Position annotation records:
┄┄┄┄┄┄┄┄┄┄

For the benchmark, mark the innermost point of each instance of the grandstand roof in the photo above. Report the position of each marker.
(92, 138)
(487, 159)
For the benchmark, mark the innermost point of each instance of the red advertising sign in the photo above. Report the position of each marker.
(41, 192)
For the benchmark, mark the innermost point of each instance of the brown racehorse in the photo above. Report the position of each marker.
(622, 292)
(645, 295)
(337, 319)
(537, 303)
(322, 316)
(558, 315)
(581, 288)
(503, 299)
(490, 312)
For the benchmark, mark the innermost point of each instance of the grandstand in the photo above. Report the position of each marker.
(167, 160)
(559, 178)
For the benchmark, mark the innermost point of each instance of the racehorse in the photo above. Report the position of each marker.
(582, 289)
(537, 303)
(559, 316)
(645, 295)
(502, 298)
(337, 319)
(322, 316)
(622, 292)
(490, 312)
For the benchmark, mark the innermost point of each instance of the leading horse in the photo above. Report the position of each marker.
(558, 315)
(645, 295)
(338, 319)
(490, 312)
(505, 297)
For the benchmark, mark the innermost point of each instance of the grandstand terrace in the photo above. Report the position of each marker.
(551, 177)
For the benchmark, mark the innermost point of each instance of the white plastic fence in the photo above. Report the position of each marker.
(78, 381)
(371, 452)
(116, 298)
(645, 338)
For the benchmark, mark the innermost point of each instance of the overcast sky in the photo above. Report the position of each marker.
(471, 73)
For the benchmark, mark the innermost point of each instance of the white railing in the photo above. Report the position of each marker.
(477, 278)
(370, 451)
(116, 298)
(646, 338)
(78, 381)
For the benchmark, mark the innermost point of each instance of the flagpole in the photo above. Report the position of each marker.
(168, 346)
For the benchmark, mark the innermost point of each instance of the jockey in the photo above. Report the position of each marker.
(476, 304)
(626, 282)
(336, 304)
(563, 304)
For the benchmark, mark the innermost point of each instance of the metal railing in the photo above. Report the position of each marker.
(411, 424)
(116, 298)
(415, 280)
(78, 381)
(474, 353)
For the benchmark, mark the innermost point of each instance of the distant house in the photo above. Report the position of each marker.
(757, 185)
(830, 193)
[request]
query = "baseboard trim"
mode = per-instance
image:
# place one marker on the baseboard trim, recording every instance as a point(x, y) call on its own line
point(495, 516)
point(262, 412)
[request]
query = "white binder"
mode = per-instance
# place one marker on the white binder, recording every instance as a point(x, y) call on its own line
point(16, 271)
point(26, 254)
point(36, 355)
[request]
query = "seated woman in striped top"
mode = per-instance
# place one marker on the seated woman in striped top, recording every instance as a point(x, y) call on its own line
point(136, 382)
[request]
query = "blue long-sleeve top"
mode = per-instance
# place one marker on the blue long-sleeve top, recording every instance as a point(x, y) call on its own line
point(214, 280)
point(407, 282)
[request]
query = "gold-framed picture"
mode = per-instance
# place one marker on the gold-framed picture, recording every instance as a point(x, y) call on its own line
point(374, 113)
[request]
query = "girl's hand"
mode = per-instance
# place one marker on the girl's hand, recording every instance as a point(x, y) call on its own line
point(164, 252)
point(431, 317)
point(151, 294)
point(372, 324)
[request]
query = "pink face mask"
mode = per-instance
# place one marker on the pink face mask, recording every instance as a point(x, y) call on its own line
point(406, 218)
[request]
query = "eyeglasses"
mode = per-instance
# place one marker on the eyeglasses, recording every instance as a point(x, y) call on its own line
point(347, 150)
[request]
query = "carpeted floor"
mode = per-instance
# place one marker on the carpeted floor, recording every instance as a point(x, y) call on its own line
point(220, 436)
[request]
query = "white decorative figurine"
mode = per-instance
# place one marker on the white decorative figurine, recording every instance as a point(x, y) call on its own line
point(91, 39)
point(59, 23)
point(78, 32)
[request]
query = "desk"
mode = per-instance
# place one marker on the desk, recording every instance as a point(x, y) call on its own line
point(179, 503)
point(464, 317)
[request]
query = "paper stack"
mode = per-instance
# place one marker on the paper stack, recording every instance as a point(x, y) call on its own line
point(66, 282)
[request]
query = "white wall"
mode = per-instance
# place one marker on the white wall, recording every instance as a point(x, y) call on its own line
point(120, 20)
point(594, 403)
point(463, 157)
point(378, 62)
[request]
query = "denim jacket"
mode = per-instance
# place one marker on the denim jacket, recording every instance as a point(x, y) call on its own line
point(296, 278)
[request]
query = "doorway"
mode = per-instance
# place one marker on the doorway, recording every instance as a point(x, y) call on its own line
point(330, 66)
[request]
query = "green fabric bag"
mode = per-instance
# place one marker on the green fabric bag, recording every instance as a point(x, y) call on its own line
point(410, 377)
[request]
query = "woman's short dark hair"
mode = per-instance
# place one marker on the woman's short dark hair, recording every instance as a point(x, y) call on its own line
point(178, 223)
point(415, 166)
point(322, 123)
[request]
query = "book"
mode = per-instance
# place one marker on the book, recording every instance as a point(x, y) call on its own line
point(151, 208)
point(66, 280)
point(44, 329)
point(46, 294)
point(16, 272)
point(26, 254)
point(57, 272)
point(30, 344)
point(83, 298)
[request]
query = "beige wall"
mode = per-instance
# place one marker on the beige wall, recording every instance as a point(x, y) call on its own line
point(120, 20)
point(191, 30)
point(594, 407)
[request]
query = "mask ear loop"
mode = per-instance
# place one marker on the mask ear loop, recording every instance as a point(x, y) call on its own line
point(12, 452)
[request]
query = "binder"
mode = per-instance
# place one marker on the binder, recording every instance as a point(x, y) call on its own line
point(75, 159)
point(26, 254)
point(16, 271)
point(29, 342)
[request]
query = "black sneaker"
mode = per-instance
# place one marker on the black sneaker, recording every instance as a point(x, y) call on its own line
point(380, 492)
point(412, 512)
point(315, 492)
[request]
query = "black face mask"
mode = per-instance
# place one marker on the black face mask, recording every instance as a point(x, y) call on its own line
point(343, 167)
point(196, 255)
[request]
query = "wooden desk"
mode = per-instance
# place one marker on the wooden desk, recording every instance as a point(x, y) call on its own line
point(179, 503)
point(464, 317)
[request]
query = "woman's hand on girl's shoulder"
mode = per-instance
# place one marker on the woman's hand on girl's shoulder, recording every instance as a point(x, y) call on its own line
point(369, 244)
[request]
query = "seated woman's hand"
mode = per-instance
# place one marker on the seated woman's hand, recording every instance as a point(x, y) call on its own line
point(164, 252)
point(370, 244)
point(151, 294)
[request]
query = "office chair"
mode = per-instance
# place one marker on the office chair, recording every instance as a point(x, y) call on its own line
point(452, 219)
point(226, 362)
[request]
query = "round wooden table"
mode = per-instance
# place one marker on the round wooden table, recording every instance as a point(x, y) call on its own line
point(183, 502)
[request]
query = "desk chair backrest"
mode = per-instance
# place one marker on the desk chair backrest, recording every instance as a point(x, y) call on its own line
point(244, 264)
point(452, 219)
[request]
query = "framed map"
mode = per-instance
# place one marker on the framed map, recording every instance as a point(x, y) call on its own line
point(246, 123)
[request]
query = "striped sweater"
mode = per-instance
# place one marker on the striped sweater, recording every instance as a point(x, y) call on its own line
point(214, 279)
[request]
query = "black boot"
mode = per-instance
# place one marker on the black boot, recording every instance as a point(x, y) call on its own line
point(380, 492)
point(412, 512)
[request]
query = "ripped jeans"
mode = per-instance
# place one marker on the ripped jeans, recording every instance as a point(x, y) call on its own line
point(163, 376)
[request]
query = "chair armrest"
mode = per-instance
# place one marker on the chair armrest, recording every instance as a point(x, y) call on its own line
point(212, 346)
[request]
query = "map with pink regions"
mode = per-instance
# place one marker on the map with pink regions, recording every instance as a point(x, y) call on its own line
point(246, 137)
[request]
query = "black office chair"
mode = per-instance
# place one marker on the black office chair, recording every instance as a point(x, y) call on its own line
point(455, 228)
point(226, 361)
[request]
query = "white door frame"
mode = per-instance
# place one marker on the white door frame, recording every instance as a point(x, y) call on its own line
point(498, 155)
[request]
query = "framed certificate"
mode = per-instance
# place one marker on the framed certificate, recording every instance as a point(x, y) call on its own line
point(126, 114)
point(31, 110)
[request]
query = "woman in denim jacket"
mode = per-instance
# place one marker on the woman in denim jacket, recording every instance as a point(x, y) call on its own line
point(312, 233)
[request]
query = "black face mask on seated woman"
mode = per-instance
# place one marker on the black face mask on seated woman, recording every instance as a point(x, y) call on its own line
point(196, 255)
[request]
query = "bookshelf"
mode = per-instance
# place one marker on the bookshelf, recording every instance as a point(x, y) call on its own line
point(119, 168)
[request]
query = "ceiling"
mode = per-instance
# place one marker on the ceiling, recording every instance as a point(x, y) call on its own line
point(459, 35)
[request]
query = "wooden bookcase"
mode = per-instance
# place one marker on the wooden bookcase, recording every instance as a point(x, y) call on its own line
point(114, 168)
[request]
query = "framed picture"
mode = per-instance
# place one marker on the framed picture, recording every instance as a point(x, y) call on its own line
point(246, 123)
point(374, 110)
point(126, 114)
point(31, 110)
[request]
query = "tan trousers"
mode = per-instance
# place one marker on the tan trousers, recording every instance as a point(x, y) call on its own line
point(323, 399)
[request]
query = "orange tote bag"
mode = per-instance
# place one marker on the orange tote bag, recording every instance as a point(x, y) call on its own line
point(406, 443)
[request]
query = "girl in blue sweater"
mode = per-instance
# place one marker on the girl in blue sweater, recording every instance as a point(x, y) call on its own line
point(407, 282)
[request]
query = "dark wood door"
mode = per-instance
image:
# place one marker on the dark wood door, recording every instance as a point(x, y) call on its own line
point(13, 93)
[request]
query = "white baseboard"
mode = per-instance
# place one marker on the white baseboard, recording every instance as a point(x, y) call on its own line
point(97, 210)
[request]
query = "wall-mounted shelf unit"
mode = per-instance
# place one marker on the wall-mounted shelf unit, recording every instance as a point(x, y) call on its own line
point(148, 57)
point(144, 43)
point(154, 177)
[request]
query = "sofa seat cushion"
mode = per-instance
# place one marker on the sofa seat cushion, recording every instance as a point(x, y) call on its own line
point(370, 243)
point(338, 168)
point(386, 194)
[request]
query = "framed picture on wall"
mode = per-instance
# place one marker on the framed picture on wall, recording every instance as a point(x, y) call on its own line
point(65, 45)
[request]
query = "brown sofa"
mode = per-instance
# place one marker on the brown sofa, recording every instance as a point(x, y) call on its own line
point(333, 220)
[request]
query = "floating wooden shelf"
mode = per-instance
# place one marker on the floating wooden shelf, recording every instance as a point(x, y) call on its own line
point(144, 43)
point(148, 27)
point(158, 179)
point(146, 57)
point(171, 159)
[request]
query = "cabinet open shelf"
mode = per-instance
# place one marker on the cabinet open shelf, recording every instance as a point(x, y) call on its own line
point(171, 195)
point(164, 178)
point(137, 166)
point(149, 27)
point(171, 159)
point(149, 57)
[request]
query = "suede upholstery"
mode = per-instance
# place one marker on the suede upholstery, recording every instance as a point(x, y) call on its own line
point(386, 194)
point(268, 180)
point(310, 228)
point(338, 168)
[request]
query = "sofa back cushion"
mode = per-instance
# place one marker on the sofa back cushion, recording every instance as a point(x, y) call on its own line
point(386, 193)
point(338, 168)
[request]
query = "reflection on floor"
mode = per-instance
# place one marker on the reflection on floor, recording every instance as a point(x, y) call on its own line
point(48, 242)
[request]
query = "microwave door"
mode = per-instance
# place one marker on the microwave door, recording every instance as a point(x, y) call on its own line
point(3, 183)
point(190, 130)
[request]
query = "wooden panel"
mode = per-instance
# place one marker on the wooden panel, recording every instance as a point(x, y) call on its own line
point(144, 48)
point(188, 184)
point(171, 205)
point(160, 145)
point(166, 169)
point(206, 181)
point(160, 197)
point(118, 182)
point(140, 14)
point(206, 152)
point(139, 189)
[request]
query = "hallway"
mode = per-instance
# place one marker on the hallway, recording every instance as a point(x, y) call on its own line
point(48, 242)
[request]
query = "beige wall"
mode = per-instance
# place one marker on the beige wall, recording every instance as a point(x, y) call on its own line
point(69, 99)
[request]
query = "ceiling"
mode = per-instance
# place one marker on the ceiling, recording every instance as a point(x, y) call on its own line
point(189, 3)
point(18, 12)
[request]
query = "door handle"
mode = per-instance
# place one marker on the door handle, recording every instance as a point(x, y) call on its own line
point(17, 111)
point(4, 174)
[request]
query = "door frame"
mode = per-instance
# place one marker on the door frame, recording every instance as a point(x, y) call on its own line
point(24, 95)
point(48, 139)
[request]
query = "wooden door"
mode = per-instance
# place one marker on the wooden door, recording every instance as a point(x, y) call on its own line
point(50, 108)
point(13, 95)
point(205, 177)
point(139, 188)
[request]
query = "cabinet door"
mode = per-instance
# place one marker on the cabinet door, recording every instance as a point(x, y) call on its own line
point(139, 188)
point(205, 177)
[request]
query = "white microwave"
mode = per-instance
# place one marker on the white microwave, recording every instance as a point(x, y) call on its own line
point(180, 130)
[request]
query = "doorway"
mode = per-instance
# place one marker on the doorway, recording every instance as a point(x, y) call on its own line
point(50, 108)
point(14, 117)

┄┄┄┄┄┄┄┄┄┄

▶ [Directions]: Print out verbatim every line of the items from the line containing "the grandstand in" through the line containing "point(36, 355)", including both of those lines.

▶ [Completed exercise]:
For the benchmark, mark the innermost point of each instance of the grandstand in the photo above. Report the position of each marker.
(167, 160)
(559, 178)
For the benchmark, mark the innermost point of each instance of the racehorse in the photo above. Report the position of each marker.
(582, 289)
(537, 303)
(559, 316)
(645, 295)
(502, 298)
(337, 319)
(322, 316)
(622, 292)
(490, 312)
For the benchmark, mark the innermost point of each instance of the leading horse in the photo above. Report the position of each marker.
(558, 315)
(645, 295)
(338, 319)
(490, 312)
(505, 297)
For the benchmark, mark the innermost point of each instance of the grandstand terrace in the photo above. Report the position of each marker.
(551, 177)
For the benchmark, mark the innermost point of each instance of the white plastic fence in the photo above. Report the position of each marker.
(78, 381)
(371, 452)
(116, 298)
(645, 338)
For the benchmark, mark the innermost point of each instance of the overcast sky in the photo above. Report the position of each marker.
(471, 73)
For the benchmark, mark the innermost point of each instance of the white railing in the photo above. Report the position of each marker.
(477, 278)
(370, 451)
(116, 298)
(646, 338)
(78, 381)
For the benchmark, mark the innermost point of each instance of the flagpole in the photo above. Report the position of each marker.
(168, 346)
For the benchmark, mark the innermost point of each instance of the jockey in the photo above. Report the position of each marker.
(476, 304)
(626, 282)
(336, 304)
(563, 304)
For the benchmark, mark the innermost point of each instance of the metal railing in the photo above. Report the position of each marker.
(411, 424)
(116, 298)
(415, 280)
(78, 381)
(474, 353)
For the benchmark, mark the innermost point of each instance of the distant house in the photo above. Report the position of each marker.
(757, 185)
(830, 193)
[request]
query = "baseboard trim"
mode = per-instance
image:
# place one marker on the baseboard trim, recording every instance as a point(x, y) call on its own line
point(495, 516)
point(262, 412)
[request]
query = "white binder"
mode = per-instance
# place one marker on the white binder, recording every instance as a point(x, y) call on its own line
point(16, 271)
point(26, 254)
point(36, 355)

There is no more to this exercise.